» **TEXTO DE ORIGEN**:
- - -
Me habla de las guarimbas: los enfrentamientos entre miembros de la oposición a la dictadura y la Guardia Nacional. Me cuenta de la noche que no durmió, estremeciéndose cuando se escuchaban balas silbando mientras pasaban a tan solo metros de su casa, mojando trapos y colocándolos en resquicios de puertas y ventanas para impedir que entrara gas lacrimógeno, completamente vestida, lista con un bolso y su perro bajo el brazo, dispuesta a salir en cualquier momento si llegaban a irrumpir, pero sin la menor idea de qué hacer si pasaba. Podía salir, pero no llegaría a ningún lado. No había lugar alguno donde pudiera ir, se encontraba completamente impotente a merced de sus circunstancias.

Mucho se habla de la asimilación de los inmigrantes al país de origen. La demanda popular exige que estos adopten desde la lengua hasta los usos y costumbres, que dejen de ser “otros” para convertirse en el aquí y el ahora.
- - -
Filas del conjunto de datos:
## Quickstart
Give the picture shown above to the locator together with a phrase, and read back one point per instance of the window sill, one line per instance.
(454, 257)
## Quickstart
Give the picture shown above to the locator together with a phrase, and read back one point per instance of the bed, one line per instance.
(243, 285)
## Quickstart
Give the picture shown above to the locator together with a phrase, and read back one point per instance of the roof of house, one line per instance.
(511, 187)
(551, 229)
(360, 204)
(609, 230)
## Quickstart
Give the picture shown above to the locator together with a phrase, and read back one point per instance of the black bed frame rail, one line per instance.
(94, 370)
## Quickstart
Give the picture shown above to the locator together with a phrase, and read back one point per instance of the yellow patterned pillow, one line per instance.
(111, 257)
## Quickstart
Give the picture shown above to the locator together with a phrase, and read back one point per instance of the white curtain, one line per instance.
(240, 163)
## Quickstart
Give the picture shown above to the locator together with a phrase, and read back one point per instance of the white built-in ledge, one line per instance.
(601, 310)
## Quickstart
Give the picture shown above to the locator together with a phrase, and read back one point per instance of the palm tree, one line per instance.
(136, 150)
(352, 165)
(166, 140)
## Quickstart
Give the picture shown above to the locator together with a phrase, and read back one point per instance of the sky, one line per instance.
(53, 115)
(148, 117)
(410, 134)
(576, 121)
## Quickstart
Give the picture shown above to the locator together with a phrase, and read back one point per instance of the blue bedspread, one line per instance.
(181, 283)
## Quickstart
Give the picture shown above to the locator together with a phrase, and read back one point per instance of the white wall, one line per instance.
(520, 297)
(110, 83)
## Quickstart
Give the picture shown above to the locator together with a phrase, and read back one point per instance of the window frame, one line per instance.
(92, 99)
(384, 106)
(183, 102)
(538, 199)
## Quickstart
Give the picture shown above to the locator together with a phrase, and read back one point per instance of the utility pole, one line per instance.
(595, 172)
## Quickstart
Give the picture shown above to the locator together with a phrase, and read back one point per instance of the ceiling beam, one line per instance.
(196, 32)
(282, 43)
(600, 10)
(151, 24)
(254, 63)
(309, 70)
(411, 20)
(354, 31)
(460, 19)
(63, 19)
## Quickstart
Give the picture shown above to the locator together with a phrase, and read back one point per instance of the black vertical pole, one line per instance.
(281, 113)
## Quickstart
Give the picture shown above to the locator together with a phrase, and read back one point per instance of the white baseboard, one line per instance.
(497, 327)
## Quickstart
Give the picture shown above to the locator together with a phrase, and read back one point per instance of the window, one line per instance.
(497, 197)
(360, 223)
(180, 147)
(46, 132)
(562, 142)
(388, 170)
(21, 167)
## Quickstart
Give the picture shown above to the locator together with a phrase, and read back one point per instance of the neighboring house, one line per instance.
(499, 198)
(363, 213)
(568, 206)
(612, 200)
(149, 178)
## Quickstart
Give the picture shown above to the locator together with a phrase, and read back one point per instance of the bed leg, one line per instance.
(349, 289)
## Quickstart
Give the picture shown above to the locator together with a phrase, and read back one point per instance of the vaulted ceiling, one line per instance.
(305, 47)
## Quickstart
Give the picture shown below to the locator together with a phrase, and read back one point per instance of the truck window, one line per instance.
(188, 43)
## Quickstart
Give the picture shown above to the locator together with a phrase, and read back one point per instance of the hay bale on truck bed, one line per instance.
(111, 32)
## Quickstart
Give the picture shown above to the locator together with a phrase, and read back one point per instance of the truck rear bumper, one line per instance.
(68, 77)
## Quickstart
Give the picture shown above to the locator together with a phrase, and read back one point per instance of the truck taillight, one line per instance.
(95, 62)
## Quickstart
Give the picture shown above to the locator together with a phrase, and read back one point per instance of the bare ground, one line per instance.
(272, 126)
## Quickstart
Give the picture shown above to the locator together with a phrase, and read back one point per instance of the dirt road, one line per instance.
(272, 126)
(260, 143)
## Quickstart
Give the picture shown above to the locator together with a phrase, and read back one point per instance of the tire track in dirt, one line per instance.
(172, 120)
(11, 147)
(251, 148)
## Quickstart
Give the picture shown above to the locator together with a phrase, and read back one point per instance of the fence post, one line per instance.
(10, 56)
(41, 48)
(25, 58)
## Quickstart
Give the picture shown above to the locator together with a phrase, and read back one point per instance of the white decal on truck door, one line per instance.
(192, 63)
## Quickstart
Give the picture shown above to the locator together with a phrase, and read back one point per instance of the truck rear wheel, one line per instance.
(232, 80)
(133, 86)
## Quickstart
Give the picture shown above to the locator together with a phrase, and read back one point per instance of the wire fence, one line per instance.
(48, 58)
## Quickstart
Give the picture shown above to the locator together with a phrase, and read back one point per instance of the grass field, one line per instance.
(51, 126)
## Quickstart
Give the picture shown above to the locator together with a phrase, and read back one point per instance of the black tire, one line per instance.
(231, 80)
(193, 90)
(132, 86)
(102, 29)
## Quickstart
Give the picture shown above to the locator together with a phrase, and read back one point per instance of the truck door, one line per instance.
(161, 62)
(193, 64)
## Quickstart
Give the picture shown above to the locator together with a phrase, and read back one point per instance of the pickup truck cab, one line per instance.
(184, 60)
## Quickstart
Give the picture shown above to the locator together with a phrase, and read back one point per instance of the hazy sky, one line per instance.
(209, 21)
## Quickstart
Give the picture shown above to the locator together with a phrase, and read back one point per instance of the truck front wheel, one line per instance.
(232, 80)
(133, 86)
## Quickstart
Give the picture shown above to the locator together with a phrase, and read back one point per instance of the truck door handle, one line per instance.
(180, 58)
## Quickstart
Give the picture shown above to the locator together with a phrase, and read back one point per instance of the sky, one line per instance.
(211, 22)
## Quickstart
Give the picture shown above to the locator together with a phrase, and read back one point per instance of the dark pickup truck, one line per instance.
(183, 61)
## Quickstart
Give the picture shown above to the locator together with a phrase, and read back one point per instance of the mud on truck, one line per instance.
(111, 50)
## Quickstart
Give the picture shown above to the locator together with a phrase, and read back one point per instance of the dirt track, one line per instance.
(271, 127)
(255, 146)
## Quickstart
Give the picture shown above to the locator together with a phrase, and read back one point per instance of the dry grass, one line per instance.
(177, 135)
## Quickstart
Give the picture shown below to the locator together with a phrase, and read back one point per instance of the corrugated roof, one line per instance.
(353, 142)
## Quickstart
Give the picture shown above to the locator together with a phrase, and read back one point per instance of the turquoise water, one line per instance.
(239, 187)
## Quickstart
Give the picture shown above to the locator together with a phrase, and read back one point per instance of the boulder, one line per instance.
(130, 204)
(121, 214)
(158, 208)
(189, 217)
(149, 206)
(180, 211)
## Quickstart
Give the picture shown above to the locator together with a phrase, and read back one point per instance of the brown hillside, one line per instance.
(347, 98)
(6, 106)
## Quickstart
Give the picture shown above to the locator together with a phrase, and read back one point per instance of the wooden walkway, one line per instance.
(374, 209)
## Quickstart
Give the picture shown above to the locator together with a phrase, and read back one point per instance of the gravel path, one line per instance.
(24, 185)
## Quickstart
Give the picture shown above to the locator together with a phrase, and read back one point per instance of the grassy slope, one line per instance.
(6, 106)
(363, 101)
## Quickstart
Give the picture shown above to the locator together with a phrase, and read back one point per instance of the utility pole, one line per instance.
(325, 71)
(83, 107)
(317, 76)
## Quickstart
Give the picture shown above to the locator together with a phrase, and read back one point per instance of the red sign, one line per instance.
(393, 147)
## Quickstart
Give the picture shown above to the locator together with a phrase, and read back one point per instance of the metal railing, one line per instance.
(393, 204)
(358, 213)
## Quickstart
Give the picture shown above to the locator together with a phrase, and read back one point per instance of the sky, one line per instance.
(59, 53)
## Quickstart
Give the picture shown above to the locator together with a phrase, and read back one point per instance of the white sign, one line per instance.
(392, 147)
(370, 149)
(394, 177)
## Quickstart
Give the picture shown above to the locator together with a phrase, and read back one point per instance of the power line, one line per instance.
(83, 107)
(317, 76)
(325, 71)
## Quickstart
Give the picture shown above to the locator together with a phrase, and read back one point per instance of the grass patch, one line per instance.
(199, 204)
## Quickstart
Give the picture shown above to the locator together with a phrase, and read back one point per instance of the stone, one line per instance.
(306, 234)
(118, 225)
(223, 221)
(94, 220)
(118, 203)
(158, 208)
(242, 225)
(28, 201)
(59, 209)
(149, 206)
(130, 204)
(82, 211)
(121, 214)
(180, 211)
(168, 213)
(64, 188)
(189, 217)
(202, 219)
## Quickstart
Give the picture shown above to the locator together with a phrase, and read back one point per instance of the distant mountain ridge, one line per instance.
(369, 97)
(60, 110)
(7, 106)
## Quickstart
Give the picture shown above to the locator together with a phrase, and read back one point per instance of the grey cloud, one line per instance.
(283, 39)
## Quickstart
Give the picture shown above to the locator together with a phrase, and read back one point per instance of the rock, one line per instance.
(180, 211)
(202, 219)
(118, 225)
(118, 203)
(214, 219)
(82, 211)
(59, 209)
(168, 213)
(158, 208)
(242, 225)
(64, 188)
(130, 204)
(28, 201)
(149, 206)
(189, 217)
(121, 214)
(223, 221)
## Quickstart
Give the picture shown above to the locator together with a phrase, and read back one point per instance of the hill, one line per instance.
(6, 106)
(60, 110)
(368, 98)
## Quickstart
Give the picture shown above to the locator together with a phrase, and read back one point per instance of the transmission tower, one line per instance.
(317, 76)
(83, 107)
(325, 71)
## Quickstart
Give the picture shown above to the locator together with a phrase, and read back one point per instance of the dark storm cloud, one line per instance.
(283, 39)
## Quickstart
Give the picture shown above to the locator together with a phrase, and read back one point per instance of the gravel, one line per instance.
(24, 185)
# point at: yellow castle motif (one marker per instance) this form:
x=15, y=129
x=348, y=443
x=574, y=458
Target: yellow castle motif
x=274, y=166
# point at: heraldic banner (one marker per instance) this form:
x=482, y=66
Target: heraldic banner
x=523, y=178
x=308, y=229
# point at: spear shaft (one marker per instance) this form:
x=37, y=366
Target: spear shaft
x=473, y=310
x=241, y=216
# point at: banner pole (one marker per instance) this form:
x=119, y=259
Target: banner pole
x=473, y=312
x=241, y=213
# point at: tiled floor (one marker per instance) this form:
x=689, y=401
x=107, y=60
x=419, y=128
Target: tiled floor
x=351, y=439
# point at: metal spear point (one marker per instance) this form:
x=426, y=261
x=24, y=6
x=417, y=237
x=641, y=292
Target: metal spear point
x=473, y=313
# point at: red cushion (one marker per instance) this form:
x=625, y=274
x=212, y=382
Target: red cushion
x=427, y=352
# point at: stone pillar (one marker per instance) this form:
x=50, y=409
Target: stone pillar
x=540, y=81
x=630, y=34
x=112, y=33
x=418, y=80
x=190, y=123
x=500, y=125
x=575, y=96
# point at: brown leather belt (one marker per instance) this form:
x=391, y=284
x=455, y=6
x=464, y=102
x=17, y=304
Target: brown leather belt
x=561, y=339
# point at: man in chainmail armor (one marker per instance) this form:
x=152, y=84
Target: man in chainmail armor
- - -
» **CONSIGNA 1**:
Responde con lo que dice el fragmento sobre las guarimbas:
(a) ¿Qué colocaba ella en los resquicios de puertas y ventanas, y para qué?
(b) ¿Qué llevaba bajo el brazo?
(c) ¿Qué exige la demanda popular que adopten los inmigrantes?
» **CONSIGNA 2**: En el fragmento sobre las guarimbas, copia el pasaje que va de "Me habla de" a "de sus circunstancias.", pero sustituye "Guardia Nacional" por "Policía Nacional".
» **CONSIGNA 3**: Retoma el fragmento sobre las guarimbas y sigue escribiéndolo justo después de su última oración.
Las entradas son material aparte y no tienen relación con el fragmento sobre las guarimbas.

» **RESPUESTA 1**:
(a) Trapos mojados, para impedir que entrara gas lacrimógeno.
(b) Su perro.
(c) Desde la lengua hasta los usos y costumbres.

» **RESPUESTA 2**:
Me habla de las guarimbas: los enfrentamientos entre miembros de la oposición a la dictadura y la Policía Nacional. Me cuenta de la noche que no durmió, estremeciéndose cuando se escuchaban balas silbando mientras pasaban a tan solo metros de su casa, mojando trapos y colocándolos en resquicios de puertas y ventanas para impedir que entrara gas lacrimógeno, completamente vestida, lista con un bolso y su perro bajo el brazo, dispuesta a salir en cualquier momento si llegaban a irrumpir, pero sin la menor idea de qué hacer si pasaba. Podía salir, pero no llegaría a ningún lado. No había lugar alguno donde pudiera ir, se encontraba completamente impotente a merced de sus circunstancias.

» **RESPUESTA 3**:
Poco se habla de la herida en el alma que deja el abandono de un país, el profundo y diario anhelo por regresar, al encontrarse arrancado del seno del propio hogar y enfrentándose súbitamente a otro clima, otros sabores y olores, otra idiosincracia.

Al encontrarse teniendo que volver a empezar, creando nuevamente otro refugio en el mundo.

“En cuanto mejore la situación yo agarro mis corotos y me regreso” me afirma mientras ve una y otra vez, fotos de su antigua casa en sus redes sociales, “quiero regresar antes de que me muera aquí” su boca sonríe, pero sus ojos, pegados a la pantalla, me dicen que está hablando en serio.

Y que daría probablemente todo lo que se encuentra en este apartamento, por regresar.